> _Dataset entries_
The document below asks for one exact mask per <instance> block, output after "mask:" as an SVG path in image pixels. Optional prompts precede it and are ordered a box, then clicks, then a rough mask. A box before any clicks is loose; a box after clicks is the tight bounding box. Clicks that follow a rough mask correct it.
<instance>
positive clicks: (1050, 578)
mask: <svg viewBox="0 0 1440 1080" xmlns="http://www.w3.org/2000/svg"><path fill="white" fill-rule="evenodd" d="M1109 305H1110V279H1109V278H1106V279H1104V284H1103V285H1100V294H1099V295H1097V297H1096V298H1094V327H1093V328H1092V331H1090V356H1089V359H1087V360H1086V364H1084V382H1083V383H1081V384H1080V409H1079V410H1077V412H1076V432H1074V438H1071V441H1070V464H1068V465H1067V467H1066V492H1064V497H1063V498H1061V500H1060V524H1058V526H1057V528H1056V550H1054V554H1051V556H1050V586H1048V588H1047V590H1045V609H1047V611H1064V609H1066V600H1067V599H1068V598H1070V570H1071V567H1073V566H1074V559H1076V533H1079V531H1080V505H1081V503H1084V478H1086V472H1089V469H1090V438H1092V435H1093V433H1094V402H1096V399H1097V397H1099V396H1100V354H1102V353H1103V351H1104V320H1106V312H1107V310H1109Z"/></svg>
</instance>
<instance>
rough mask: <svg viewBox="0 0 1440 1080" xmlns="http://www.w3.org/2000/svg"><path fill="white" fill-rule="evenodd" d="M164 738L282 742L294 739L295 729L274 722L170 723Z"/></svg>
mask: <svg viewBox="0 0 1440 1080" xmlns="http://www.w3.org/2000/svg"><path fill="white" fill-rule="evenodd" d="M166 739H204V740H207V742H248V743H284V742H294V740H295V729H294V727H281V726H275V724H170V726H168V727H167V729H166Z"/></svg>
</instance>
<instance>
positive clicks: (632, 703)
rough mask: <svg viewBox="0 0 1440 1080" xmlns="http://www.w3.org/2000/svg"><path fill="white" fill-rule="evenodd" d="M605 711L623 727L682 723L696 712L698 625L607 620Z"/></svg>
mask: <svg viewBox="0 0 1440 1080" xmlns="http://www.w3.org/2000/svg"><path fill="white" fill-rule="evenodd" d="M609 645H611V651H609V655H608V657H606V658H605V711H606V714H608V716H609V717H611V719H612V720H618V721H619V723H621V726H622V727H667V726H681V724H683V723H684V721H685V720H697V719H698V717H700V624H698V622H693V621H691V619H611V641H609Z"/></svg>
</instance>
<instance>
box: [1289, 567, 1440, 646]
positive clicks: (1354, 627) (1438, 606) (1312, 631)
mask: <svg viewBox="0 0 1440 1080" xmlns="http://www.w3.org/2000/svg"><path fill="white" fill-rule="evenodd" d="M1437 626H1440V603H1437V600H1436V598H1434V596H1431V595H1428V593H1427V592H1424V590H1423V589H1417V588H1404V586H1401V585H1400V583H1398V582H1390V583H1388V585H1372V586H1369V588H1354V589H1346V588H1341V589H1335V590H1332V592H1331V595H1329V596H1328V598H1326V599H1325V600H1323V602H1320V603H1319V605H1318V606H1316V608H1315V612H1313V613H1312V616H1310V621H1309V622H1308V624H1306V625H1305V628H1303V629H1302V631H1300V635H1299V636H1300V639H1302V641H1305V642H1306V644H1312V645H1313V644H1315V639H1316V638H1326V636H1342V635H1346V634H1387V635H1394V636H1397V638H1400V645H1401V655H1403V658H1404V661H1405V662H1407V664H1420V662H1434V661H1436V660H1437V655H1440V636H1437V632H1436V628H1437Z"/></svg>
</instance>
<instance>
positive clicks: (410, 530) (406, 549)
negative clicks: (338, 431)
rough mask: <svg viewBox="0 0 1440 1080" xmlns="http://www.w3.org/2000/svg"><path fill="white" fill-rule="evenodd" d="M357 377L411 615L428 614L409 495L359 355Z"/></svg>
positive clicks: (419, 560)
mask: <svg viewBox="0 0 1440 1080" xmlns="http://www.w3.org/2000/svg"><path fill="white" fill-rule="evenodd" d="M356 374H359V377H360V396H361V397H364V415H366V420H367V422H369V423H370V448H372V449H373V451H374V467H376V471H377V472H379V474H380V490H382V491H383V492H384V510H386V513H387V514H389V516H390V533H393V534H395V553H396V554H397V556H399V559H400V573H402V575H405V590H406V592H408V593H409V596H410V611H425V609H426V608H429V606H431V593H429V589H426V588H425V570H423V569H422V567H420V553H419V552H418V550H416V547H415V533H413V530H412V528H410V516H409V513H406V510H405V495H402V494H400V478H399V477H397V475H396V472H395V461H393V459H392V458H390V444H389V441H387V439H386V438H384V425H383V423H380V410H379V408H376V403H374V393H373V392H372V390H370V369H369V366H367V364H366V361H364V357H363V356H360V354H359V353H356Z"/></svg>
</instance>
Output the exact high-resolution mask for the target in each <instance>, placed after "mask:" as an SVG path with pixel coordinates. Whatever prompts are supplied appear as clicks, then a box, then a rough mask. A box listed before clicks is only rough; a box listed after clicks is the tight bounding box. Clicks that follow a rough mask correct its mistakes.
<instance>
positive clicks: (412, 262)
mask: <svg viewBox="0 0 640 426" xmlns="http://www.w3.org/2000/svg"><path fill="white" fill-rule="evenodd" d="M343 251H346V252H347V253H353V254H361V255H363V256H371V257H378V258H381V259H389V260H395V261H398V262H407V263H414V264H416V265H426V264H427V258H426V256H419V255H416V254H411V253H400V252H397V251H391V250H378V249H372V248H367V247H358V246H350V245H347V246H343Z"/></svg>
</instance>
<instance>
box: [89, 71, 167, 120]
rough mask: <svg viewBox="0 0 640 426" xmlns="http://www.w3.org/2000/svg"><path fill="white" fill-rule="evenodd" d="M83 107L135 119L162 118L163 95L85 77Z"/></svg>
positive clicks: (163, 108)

> _Assignment_
With the records above in view, retype each one exactly.

> _Exercise output_
The document below asks for one exact mask per <instance> block, output after "mask:" as an SVG path in image pixels. Optional prompts precede it and are ordered a box, then clicks, then a rough mask. A box before any clicks is loose; a box after clicks is the tight bounding box. Clicks that follow a rough mask correct it.
<instance>
positive clicks: (1050, 578)
mask: <svg viewBox="0 0 1440 1080" xmlns="http://www.w3.org/2000/svg"><path fill="white" fill-rule="evenodd" d="M1109 305H1110V279H1109V278H1106V279H1104V284H1103V285H1100V294H1099V295H1097V297H1096V298H1094V327H1093V328H1092V331H1090V356H1089V359H1087V360H1086V364H1084V382H1083V383H1081V384H1080V409H1079V410H1077V412H1076V432H1074V438H1071V441H1070V464H1068V465H1067V467H1066V492H1064V497H1063V498H1061V500H1060V524H1058V526H1057V528H1056V550H1054V554H1051V556H1050V586H1048V588H1047V590H1045V609H1047V611H1064V609H1066V600H1067V599H1068V598H1070V570H1071V567H1073V566H1074V559H1076V533H1079V531H1080V505H1081V503H1084V478H1086V472H1089V469H1090V438H1092V435H1093V433H1094V402H1096V399H1097V397H1099V396H1100V354H1102V353H1103V351H1104V320H1106V312H1107V310H1109Z"/></svg>
</instance>
<instance>
rough mask: <svg viewBox="0 0 1440 1080" xmlns="http://www.w3.org/2000/svg"><path fill="white" fill-rule="evenodd" d="M164 738L282 742L294 739L295 729L274 722L170 723Z"/></svg>
mask: <svg viewBox="0 0 1440 1080" xmlns="http://www.w3.org/2000/svg"><path fill="white" fill-rule="evenodd" d="M166 739H204V740H207V742H248V743H284V742H294V740H295V729H294V727H281V726H275V724H170V726H168V727H167V729H166Z"/></svg>
</instance>
<instance>
positive clicks: (632, 703)
rough mask: <svg viewBox="0 0 1440 1080" xmlns="http://www.w3.org/2000/svg"><path fill="white" fill-rule="evenodd" d="M605 711L623 727L682 723L696 712L698 625L607 620Z"/></svg>
mask: <svg viewBox="0 0 1440 1080" xmlns="http://www.w3.org/2000/svg"><path fill="white" fill-rule="evenodd" d="M609 645H611V651H609V655H608V657H606V658H605V711H606V714H608V716H609V717H611V719H612V720H618V721H619V723H621V726H622V727H667V726H681V724H683V723H684V721H685V720H697V719H698V717H700V624H698V622H693V621H691V619H611V641H609Z"/></svg>
</instance>
<instance>
box: [1289, 567, 1440, 646]
positive clicks: (1354, 627) (1438, 606) (1312, 631)
mask: <svg viewBox="0 0 1440 1080" xmlns="http://www.w3.org/2000/svg"><path fill="white" fill-rule="evenodd" d="M1437 626H1440V603H1437V600H1436V598H1434V596H1431V595H1428V593H1427V592H1424V590H1423V589H1417V588H1404V586H1401V585H1400V583H1398V582H1390V583H1388V585H1372V586H1369V588H1354V589H1346V588H1341V589H1335V590H1332V592H1331V595H1329V596H1328V598H1326V599H1325V600H1323V602H1320V603H1319V605H1318V606H1316V608H1315V612H1313V613H1312V616H1310V621H1309V622H1308V624H1306V625H1305V628H1303V629H1302V631H1300V635H1299V636H1300V639H1302V641H1305V642H1306V644H1312V645H1313V644H1315V639H1316V638H1326V636H1342V635H1346V634H1387V635H1394V636H1397V638H1400V645H1401V655H1403V658H1404V661H1405V662H1407V664H1420V662H1434V661H1436V660H1437V655H1440V636H1437V632H1436V628H1437Z"/></svg>
</instance>
<instance>
positive clicks: (410, 530) (406, 549)
negative clicks: (338, 431)
rough mask: <svg viewBox="0 0 1440 1080" xmlns="http://www.w3.org/2000/svg"><path fill="white" fill-rule="evenodd" d="M357 377L411 615L428 614L409 495L359 355Z"/></svg>
positive clicks: (419, 560)
mask: <svg viewBox="0 0 1440 1080" xmlns="http://www.w3.org/2000/svg"><path fill="white" fill-rule="evenodd" d="M356 374H359V377H360V396H361V397H364V415H366V420H367V422H369V423H370V448H372V449H373V451H374V467H376V471H377V472H379V474H380V490H382V491H383V492H384V510H386V513H387V514H389V516H390V533H393V534H395V553H396V554H397V556H399V559H400V573H402V575H405V590H406V592H408V593H409V596H410V611H425V609H426V608H429V606H431V593H429V589H426V588H425V570H423V569H422V567H420V553H419V552H418V550H416V547H415V533H413V530H412V528H410V516H409V513H406V510H405V495H402V494H400V478H399V477H397V475H396V472H395V461H393V459H392V458H390V444H389V441H387V439H386V438H384V425H383V423H380V410H379V408H376V403H374V393H373V392H372V390H370V369H369V366H367V364H366V361H364V357H363V356H360V354H359V353H356Z"/></svg>
</instance>
Output the exact high-resolution mask for the target in each <instance>, placed after "mask:" as an SVG path with pixel coordinates. Whatever prompts are supplied appear as clicks, then a box, then a rough mask. A box listed before clicks is only rough; a box listed after clicks is the tight bounding box. Clicks that follow a rough mask correct its mistakes.
<instance>
positive clicks: (412, 262)
mask: <svg viewBox="0 0 640 426" xmlns="http://www.w3.org/2000/svg"><path fill="white" fill-rule="evenodd" d="M343 251H346V252H347V253H353V254H361V255H363V256H371V257H378V258H381V259H389V260H395V261H398V262H407V263H414V264H416V265H426V264H427V258H426V256H419V255H416V254H411V253H400V252H397V251H391V250H378V249H372V248H367V247H358V246H350V245H347V246H343Z"/></svg>
</instance>
<instance>
box: [89, 71, 167, 120]
rough mask: <svg viewBox="0 0 640 426" xmlns="http://www.w3.org/2000/svg"><path fill="white" fill-rule="evenodd" d="M83 107L135 119L162 118L163 95L85 77Z"/></svg>
positive clicks: (163, 108)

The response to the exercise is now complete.